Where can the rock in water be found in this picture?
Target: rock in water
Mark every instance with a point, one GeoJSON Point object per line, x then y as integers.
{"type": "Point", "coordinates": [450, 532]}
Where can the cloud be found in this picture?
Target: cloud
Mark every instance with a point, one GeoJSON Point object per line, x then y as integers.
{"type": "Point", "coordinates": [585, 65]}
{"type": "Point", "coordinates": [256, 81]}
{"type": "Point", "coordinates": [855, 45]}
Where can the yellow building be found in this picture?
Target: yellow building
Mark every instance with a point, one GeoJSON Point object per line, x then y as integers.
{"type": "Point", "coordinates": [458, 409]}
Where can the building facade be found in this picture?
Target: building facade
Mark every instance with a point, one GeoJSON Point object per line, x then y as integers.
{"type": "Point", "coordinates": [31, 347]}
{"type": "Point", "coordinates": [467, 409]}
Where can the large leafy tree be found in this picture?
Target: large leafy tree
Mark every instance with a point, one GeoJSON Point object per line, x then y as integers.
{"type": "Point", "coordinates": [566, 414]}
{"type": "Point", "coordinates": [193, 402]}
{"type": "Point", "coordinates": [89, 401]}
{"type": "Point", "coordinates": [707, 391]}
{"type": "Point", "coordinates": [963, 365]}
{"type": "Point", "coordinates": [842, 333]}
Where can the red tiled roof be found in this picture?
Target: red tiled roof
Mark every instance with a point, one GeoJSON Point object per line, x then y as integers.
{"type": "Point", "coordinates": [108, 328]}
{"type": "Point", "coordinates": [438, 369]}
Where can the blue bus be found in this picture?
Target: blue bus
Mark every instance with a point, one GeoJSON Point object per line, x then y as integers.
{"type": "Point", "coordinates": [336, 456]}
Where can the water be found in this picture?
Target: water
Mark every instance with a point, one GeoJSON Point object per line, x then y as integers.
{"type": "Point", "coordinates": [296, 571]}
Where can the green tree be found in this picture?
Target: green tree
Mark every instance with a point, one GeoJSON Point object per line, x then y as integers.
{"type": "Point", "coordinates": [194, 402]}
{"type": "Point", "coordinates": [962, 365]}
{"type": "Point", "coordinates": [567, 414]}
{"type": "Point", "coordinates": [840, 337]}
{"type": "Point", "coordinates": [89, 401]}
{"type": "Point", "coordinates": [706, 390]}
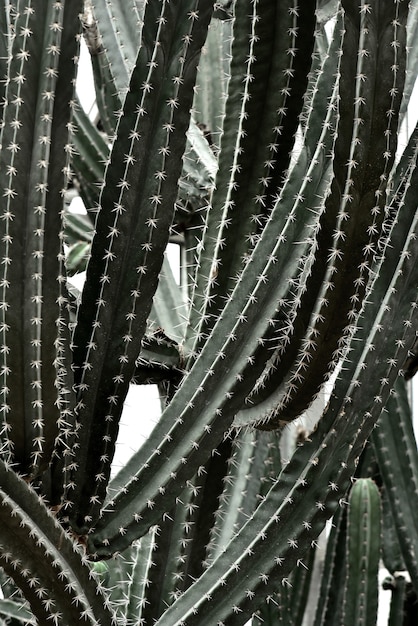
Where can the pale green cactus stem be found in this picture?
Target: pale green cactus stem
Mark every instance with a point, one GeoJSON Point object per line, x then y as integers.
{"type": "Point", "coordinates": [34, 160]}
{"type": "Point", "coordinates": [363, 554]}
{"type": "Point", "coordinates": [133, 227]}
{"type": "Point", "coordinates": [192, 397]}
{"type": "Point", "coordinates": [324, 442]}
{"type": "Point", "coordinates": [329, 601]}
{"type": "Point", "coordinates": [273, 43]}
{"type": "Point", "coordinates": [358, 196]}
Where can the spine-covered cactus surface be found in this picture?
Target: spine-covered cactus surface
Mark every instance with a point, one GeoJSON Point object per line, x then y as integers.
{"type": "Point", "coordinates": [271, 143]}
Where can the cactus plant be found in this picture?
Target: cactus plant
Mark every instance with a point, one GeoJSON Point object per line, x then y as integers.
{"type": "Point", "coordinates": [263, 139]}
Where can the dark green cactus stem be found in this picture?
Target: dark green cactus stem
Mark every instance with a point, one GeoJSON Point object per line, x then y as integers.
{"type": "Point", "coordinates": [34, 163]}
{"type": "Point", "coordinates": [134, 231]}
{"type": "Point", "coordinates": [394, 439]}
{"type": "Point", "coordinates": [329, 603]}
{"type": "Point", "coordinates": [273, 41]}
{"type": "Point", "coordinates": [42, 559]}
■ ■ ■ ■ ■
Please reproduce the items from the line with "Where can the cactus" up to and including the final line of the items, with every line and the requests kept in place. Multiply each coordinate in the answers by 1.4 and round to whole numbers, with halves rounding up, and return only those lines.

■ **OUTPUT FOR THIS TASK**:
Where can the cactus plant be found in this picture?
Target: cactus plant
Mark every instance with a point, one GeoJSON Point object per line, x then y as integers.
{"type": "Point", "coordinates": [368, 195]}
Where can the dark green cactus stem be found in this picture?
Target: dark green cactus stem
Mark every instance with a point, one GeoJSON Point object per line, x then y as integers.
{"type": "Point", "coordinates": [48, 228]}
{"type": "Point", "coordinates": [188, 323]}
{"type": "Point", "coordinates": [552, 615]}
{"type": "Point", "coordinates": [461, 844]}
{"type": "Point", "coordinates": [382, 57]}
{"type": "Point", "coordinates": [59, 783]}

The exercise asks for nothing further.